> _Exercise_: Word for word, copy out the entries below, but not the pictures in them.

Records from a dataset
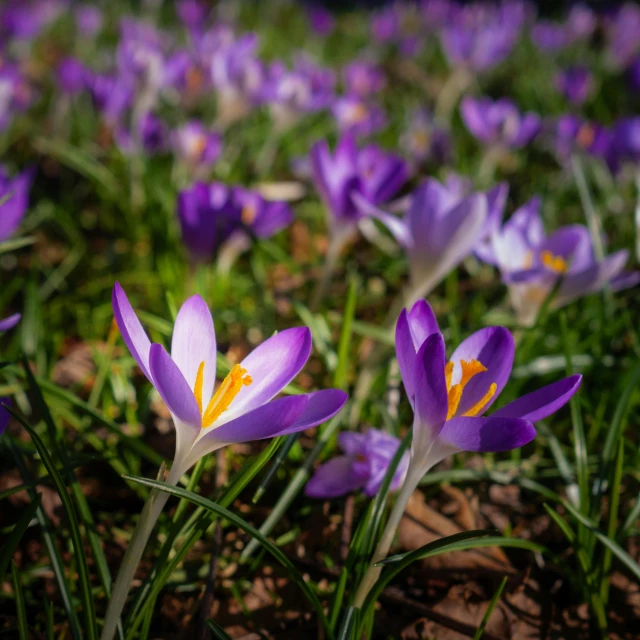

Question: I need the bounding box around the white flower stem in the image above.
[100,466,180,640]
[352,462,426,609]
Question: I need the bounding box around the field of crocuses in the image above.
[2,0,640,638]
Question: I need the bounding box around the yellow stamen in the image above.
[201,364,252,428]
[540,250,568,274]
[523,250,534,269]
[462,382,497,417]
[445,359,489,420]
[445,361,454,391]
[241,205,257,225]
[194,361,206,415]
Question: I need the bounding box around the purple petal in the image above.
[0,398,10,436]
[352,192,412,247]
[0,313,21,332]
[438,416,536,452]
[611,270,640,292]
[449,327,515,416]
[541,225,593,269]
[493,375,582,422]
[338,431,367,455]
[413,333,448,432]
[112,282,152,381]
[148,343,202,427]
[215,327,312,424]
[407,299,441,347]
[171,295,217,404]
[278,389,347,434]
[199,394,309,445]
[305,456,364,498]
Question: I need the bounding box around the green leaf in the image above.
[9,408,98,640]
[12,560,29,640]
[0,493,42,584]
[473,576,508,640]
[124,475,335,640]
[206,619,233,640]
[336,606,359,640]
[333,273,359,389]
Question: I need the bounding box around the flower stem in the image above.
[352,463,424,609]
[100,466,180,640]
[571,154,604,261]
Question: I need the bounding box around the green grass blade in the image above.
[333,273,358,390]
[206,619,233,640]
[9,408,98,640]
[0,493,42,584]
[251,432,300,503]
[240,410,345,561]
[472,576,508,640]
[336,606,359,640]
[124,475,335,640]
[8,440,83,640]
[362,534,544,625]
[12,560,29,640]
[618,492,640,541]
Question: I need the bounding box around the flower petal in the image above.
[305,456,364,498]
[112,282,152,381]
[413,333,448,433]
[338,430,366,455]
[214,327,312,424]
[171,295,217,402]
[492,375,582,422]
[396,308,417,404]
[352,192,412,247]
[148,343,202,428]
[438,416,536,452]
[0,313,20,332]
[449,326,515,416]
[0,398,10,436]
[407,299,440,347]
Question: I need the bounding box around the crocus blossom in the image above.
[172,121,222,170]
[0,313,21,332]
[397,299,581,475]
[354,178,488,301]
[342,61,386,98]
[112,283,347,477]
[555,66,593,106]
[332,96,386,137]
[0,166,32,243]
[461,97,541,149]
[401,108,452,167]
[306,429,408,498]
[478,197,640,325]
[310,134,407,240]
[177,182,292,262]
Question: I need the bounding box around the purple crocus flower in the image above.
[112,282,347,476]
[605,3,640,69]
[555,66,593,106]
[310,134,408,237]
[479,197,640,325]
[0,398,10,437]
[613,118,640,164]
[176,0,208,30]
[0,63,32,131]
[626,57,640,93]
[1,0,63,40]
[342,61,386,98]
[57,58,87,95]
[75,5,102,37]
[307,5,335,36]
[265,56,336,130]
[306,429,409,499]
[211,33,267,126]
[551,116,618,172]
[440,7,519,72]
[372,6,400,43]
[531,21,570,52]
[354,178,488,300]
[87,72,134,126]
[177,182,293,262]
[460,97,541,149]
[0,166,32,243]
[566,4,597,41]
[172,121,222,169]
[0,313,20,332]
[332,97,386,137]
[396,299,581,474]
[401,108,452,166]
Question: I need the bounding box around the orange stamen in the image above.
[201,364,252,428]
[241,205,257,225]
[463,382,497,417]
[540,250,568,274]
[194,361,206,415]
[445,359,489,420]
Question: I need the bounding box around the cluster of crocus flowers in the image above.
[461,97,541,149]
[351,299,582,607]
[177,182,293,264]
[171,121,222,173]
[102,283,347,640]
[478,197,640,325]
[0,165,32,243]
[310,134,408,246]
[305,428,408,498]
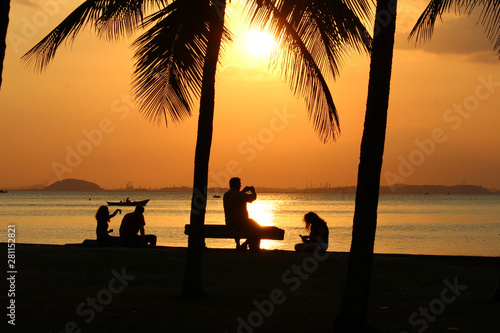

> _Reply_:
Question: I need the bounding box around the white flower stem in the image above.
[100,466,180,640]
[352,462,426,609]
Question: I need the bounding box around the field of crocuses in the image above.
[2,0,640,638]
Question: I need the bounding box around the yellow stamen in the image above.
[201,364,252,428]
[540,250,568,274]
[523,250,534,269]
[462,382,497,417]
[445,359,489,420]
[445,361,454,391]
[241,205,257,225]
[194,361,206,415]
Question: I need the bounding box around the purple petal in the image above.
[0,398,10,436]
[352,192,412,247]
[0,313,21,332]
[438,416,536,452]
[611,270,640,292]
[449,327,515,416]
[541,225,593,269]
[493,375,582,422]
[338,431,367,455]
[413,333,448,432]
[112,282,152,381]
[148,343,202,427]
[215,327,312,424]
[407,299,441,347]
[171,295,217,404]
[278,389,347,434]
[199,394,309,445]
[305,456,364,498]
Question: I need the bounding box around the green leaf in the image above.
[9,408,98,640]
[12,560,29,640]
[0,493,42,584]
[473,576,508,640]
[124,475,335,640]
[206,619,233,640]
[336,606,359,640]
[333,273,359,389]
Question: I need the bounding box around the flower stem in the image above.
[352,463,424,609]
[100,466,180,640]
[571,154,604,261]
Question: I need the bounding box around the green grass blade in the image above.
[333,273,358,390]
[206,619,233,640]
[9,408,98,640]
[0,493,42,584]
[251,432,300,503]
[240,410,345,561]
[472,576,508,640]
[336,606,359,640]
[124,475,335,640]
[8,440,83,640]
[362,534,544,625]
[12,560,29,640]
[618,492,640,541]
Question: I need the bounding box around the flower petal in the image above.
[305,456,364,498]
[112,282,152,381]
[413,333,448,433]
[338,430,366,455]
[214,327,312,424]
[171,295,217,402]
[492,375,582,422]
[396,308,417,404]
[352,192,412,247]
[148,343,202,428]
[438,416,536,452]
[0,313,20,332]
[449,326,515,416]
[0,398,10,436]
[407,299,440,347]
Question: I need the bounding box around the crocus blossom in the image above.
[172,121,222,170]
[0,313,21,332]
[397,299,581,475]
[354,178,488,301]
[342,61,386,98]
[112,283,347,477]
[555,66,593,106]
[332,96,386,137]
[0,166,32,243]
[461,97,541,149]
[401,108,452,167]
[306,429,408,498]
[478,197,640,325]
[310,134,407,240]
[177,182,292,262]
Question: I need the bounding box around the purple crocus flower in the image above.
[112,282,347,476]
[605,3,640,69]
[555,66,593,106]
[310,134,408,237]
[479,197,640,325]
[0,398,10,437]
[613,118,640,164]
[176,0,208,30]
[0,63,32,131]
[626,57,640,93]
[1,0,63,40]
[342,61,386,98]
[57,58,87,95]
[75,5,102,37]
[307,5,335,36]
[265,56,336,130]
[306,429,409,499]
[211,33,267,126]
[551,116,618,172]
[440,7,519,72]
[372,6,400,43]
[531,21,570,52]
[354,178,488,300]
[87,72,134,126]
[177,182,293,262]
[460,97,541,149]
[0,166,32,243]
[566,4,597,41]
[172,121,222,169]
[0,313,20,332]
[332,97,386,137]
[396,299,581,474]
[401,108,452,166]
Question: I need the bounding box around the orange stamen in the image above.
[201,364,252,428]
[241,205,257,225]
[463,382,497,417]
[540,250,568,274]
[194,361,206,415]
[445,359,489,420]
Question: I need the bounding box around the cluster of crocus flowers in the image above.
[461,97,541,149]
[351,299,582,607]
[177,182,293,264]
[171,121,222,173]
[102,283,347,640]
[478,197,640,325]
[0,165,32,243]
[310,134,408,246]
[305,428,408,498]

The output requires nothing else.